- [Written exercise a]
Could you copy the records below exactly, from the line that contains "the form [140,494]." through the end of the records, leaving the pictures out?

Imaging the Black Hole at the Center of Our Galaxy
On April 5, 2017, a team of astronomers, engineers, and technicians attempted something unprecedented; they linked together a worldwide network of radio telescopes — including the Atacama Large Millimeter/submillimeter Array (ALMA), with the goal of imaging the outer edges of a supermassive black hole.
Black holes are reality-bending concentrations of matter in space. They can be forged when a star at least five times the mass of our Sun dies a spectacular death in a supernova explosion. The collapsing core from this explosion becomes so dense its gravity prevents even the fleeting particles of light from escaping its grasp.
Other black holes, millions to billions of times more massive than our Sun, reside at the centers of galaxies. These supermassive black holes exert tremendous influence on their home galaxies, especially when they gorge on gas and stars.
Though astronomers have long studied the impact of black holes on the universe, no one has ever imaged the actual point of no return, where matter and energy cannot escape a black hole — the so-called event horizon.

- [Written exercise b]
Which occupations does the text on imaging the black hole list for the members of the 2017 team?

- [Provided records]

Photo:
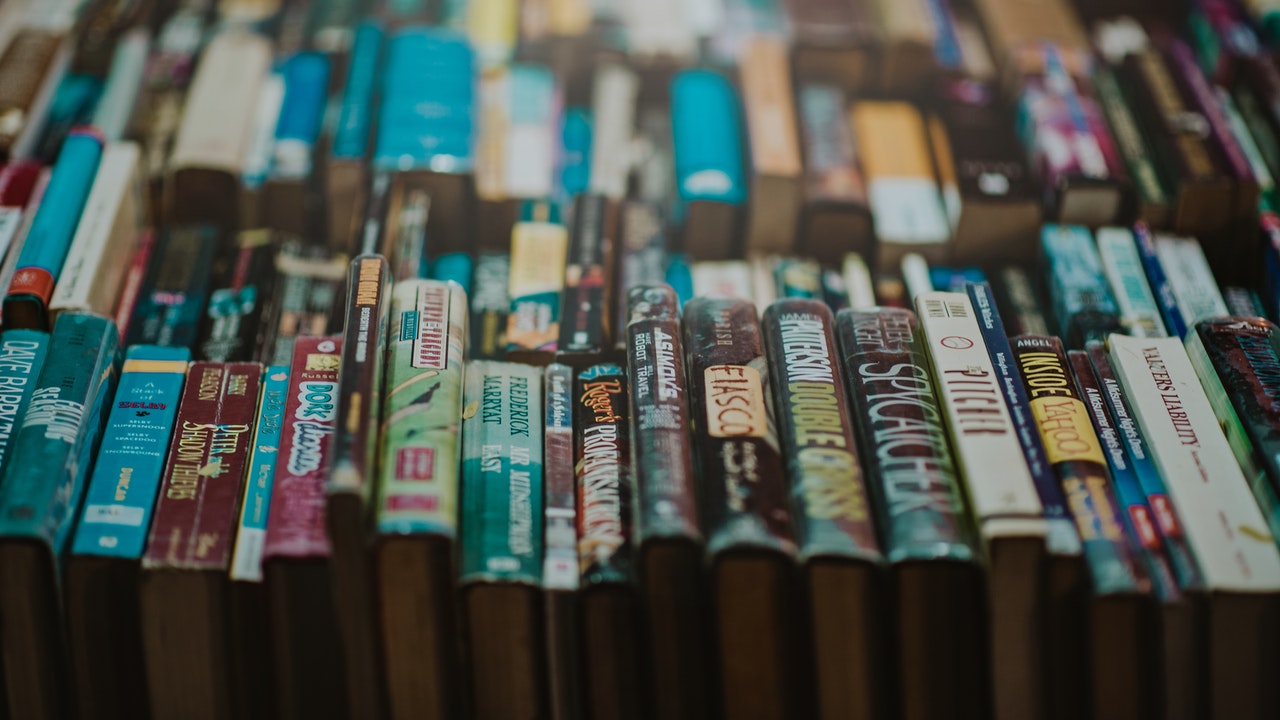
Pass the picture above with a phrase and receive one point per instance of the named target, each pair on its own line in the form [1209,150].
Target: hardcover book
[183,586]
[103,572]
[42,486]
[417,497]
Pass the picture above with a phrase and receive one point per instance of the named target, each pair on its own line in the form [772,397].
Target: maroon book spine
[296,522]
[199,504]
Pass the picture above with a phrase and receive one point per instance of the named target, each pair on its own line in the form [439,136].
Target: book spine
[560,561]
[131,459]
[1000,488]
[490,306]
[353,452]
[1063,538]
[173,296]
[1191,279]
[296,519]
[708,139]
[604,482]
[260,478]
[421,410]
[1132,501]
[1075,454]
[1164,292]
[910,470]
[1176,546]
[53,451]
[728,382]
[662,455]
[1197,464]
[237,305]
[1139,315]
[199,499]
[50,236]
[502,474]
[1078,290]
[108,229]
[585,320]
[306,82]
[830,507]
[22,355]
[538,258]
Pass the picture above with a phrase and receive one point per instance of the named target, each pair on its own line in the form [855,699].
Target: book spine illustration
[199,499]
[131,459]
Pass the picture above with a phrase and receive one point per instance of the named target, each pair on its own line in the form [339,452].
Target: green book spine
[423,405]
[502,473]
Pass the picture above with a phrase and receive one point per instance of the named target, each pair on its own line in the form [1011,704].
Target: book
[238,300]
[489,306]
[307,666]
[346,172]
[668,554]
[288,203]
[176,288]
[250,641]
[1120,674]
[836,541]
[835,218]
[416,504]
[585,313]
[1006,509]
[560,537]
[539,253]
[707,140]
[209,146]
[183,583]
[1121,265]
[776,174]
[835,42]
[502,540]
[22,355]
[1083,305]
[999,200]
[103,570]
[1240,570]
[352,475]
[44,482]
[309,285]
[750,546]
[109,229]
[426,127]
[48,240]
[606,491]
[914,491]
[904,196]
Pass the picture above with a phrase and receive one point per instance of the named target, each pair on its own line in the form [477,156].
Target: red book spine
[296,522]
[199,502]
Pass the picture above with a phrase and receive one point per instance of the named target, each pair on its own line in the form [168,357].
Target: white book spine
[1191,279]
[1220,516]
[613,109]
[722,279]
[1123,269]
[999,482]
[99,255]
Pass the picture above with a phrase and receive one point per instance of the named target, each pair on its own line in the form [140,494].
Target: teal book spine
[53,451]
[122,490]
[260,479]
[502,474]
[22,355]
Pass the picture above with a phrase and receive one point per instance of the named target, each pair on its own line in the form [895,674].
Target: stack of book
[585,360]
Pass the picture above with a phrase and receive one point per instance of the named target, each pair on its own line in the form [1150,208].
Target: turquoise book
[39,496]
[122,490]
[22,355]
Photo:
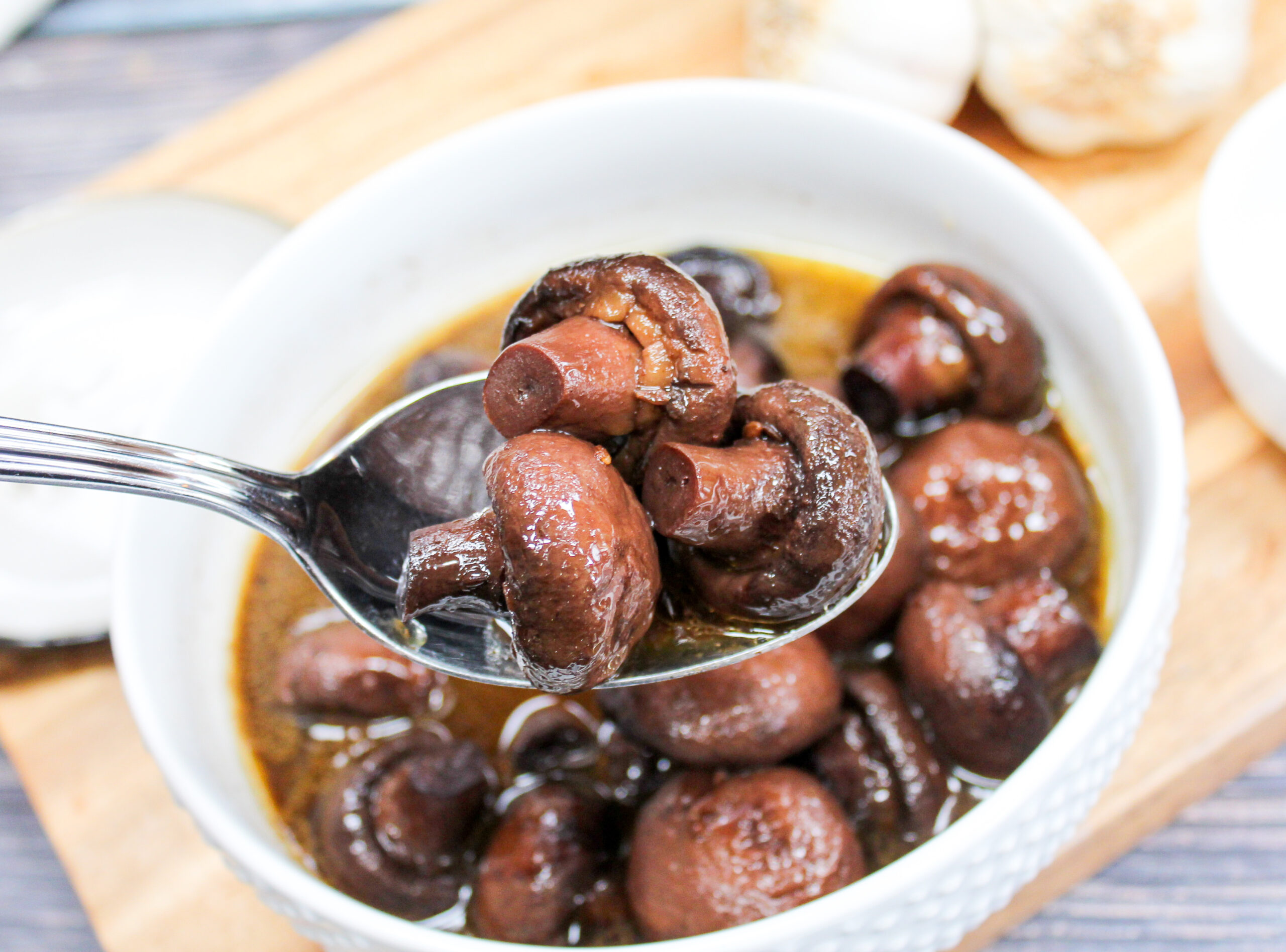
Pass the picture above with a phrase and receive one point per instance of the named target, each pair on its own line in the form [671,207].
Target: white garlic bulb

- [Task solution a]
Pass the picture above with a phrase and receive one point per instance of the named target, each pair on its own line in the form [140,494].
Target: teal book spine
[53,451]
[122,490]
[260,479]
[502,474]
[22,355]
Pass the picture above with a phrase and receive one point per instance of the named target, each pair on its own line in the form [895,674].
Target: stack of book
[585,360]
Pass the picture above with a phrase and receive one point per instance of the named target, each pair on its own line in the form [1150,208].
Target: turquoise book
[39,496]
[122,490]
[22,355]
Photo:
Pass the picture above with a phrase and receive one point per instance of the named target, each pair on its own line in the form [671,207].
Target: white garlic bulb

- [Task solution b]
Astronomers, engineers, and technicians.